Potongan Dokumen:
- - - - -
IDI: Gagal Ginjal Dilatarbelakangi Hipertensi dan Diabetes 

Idi
TINGGI. Ketua IDI Kabupaten Purwakarta dr. Susilo Admojo, Sp.PD , menyebutkan, kasus hipertensi dan diabetes sebagai pemicu utama gagal ginjal sangat tinggi, karenanya perlu dilakukan upaya penanganan lintas sektoral yang terkoordinasi dengan baik. ADAM SUMARTO/PASUNDAN EKSPRES
0 Komentar

PURWAKARTA-Ketua Ikatan Dokter Indonesia (IDI) Kabupaten Purwakarta dr. Susilo Admojo, Sp.PD , menyebutkan, data menunjukkan bahwa gagal ginjal dilatarbelakangi hipertensi sekitar 51 persen dan diabetes sekitar 20 sampai 30 persen.
- - - - -
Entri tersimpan
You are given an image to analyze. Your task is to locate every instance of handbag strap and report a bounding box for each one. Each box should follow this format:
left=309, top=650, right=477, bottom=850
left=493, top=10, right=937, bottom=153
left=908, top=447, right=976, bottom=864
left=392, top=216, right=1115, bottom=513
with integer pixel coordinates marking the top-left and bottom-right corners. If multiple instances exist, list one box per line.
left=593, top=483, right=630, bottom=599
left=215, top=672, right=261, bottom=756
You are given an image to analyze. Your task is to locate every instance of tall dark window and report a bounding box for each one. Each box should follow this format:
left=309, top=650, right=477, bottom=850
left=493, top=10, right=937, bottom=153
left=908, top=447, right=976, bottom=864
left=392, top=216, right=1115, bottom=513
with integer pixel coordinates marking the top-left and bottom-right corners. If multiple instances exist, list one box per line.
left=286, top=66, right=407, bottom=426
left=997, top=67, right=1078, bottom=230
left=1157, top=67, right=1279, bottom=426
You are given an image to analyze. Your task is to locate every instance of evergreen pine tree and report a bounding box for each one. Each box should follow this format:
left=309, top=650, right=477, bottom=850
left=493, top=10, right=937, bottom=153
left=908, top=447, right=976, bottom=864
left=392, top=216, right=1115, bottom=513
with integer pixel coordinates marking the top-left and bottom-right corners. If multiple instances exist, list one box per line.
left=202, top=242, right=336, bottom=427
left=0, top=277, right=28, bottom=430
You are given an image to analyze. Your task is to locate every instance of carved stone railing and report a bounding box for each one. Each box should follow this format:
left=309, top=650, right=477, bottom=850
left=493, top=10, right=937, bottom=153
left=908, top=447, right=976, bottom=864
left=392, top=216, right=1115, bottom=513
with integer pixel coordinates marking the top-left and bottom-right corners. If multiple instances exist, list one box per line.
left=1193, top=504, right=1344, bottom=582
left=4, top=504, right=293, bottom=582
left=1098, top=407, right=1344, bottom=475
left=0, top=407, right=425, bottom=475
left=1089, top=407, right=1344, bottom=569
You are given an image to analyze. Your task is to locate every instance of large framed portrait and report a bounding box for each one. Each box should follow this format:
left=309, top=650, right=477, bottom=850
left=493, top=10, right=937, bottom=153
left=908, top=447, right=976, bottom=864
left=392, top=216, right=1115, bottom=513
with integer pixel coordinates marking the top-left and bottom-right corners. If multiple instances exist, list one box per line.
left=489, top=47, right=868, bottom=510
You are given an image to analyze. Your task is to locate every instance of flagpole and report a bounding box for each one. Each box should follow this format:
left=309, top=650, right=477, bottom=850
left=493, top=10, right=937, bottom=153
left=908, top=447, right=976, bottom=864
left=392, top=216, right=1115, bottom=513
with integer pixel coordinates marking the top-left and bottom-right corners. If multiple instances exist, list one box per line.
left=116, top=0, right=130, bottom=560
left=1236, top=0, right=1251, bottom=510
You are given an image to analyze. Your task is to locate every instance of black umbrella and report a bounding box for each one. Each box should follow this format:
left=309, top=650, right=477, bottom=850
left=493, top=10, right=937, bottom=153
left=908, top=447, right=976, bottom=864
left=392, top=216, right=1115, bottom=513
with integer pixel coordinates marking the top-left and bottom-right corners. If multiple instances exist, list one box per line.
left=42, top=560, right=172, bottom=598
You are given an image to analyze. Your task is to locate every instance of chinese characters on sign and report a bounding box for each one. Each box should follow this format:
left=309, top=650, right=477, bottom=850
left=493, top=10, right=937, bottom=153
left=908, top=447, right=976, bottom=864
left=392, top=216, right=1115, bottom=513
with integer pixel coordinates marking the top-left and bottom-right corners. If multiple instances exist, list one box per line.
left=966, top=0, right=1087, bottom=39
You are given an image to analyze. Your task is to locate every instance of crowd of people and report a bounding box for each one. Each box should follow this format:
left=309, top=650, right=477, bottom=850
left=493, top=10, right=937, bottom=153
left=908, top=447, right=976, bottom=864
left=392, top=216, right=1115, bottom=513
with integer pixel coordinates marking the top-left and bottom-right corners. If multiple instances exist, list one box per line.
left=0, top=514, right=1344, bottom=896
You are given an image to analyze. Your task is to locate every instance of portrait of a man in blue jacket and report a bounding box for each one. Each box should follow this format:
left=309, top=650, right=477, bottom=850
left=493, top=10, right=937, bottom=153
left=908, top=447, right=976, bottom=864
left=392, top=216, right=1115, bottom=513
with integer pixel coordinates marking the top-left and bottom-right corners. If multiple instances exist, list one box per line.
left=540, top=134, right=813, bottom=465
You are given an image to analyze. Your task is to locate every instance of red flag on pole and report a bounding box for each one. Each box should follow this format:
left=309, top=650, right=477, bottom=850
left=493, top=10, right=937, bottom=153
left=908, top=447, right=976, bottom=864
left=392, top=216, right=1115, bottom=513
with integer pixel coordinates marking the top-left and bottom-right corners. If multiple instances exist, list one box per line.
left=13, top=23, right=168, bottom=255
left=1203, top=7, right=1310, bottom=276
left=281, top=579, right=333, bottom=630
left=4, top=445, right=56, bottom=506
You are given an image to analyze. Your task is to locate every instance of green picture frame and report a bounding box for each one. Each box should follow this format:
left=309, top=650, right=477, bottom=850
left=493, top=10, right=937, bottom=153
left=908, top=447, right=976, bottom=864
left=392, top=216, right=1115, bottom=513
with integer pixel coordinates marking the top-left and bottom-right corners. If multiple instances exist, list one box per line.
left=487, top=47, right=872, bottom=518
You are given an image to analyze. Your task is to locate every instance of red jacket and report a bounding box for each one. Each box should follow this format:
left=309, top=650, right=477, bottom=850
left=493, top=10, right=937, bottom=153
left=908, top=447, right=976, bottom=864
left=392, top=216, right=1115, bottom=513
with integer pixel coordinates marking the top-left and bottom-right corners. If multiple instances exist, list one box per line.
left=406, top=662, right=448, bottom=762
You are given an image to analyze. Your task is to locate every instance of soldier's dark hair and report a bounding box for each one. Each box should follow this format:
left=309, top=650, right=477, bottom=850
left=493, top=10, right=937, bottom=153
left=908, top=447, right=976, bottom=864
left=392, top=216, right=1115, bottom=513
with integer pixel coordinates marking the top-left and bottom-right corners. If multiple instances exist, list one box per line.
- - - - -
Tugas:
(1) Jawab pertanyaan berikut berdasarkan artikel tentang gagal ginjal.
(a) Siapa nama Ketua IDI Kabupaten Purwakarta?
(b) Berapa persen kasus gagal ginjal yang dilatarbelakangi hipertensi menurut data?
(c) Berapa jumlah komentar yang tercantum pada artikel?
(2) Tulis kembali bagian artikel tentang gagal ginjal, mulai dari "PURWAKARTA-Ketua Ikatan Dokter" terus ke bawah hingga "sampai 30 persen.". Tukar "hipertensi" dengan "tekanan darah tinggi".

Jawaban:
(1)
(a) dr. Susilo Admojo, Sp.PD
(b) Sekitar 51 persen
(c) 0 komentar

(2)
PURWAKARTA-Ketua Ikatan Dokter Indonesia (IDI) Kabupaten Purwakarta dr. Susilo Admojo, Sp.PD , menyebutkan, data menunjukkan bahwa gagal ginjal dilatarbelakangi tekanan darah tinggi sekitar 51 persen dan diabetes sekitar 20 sampai 30 persen.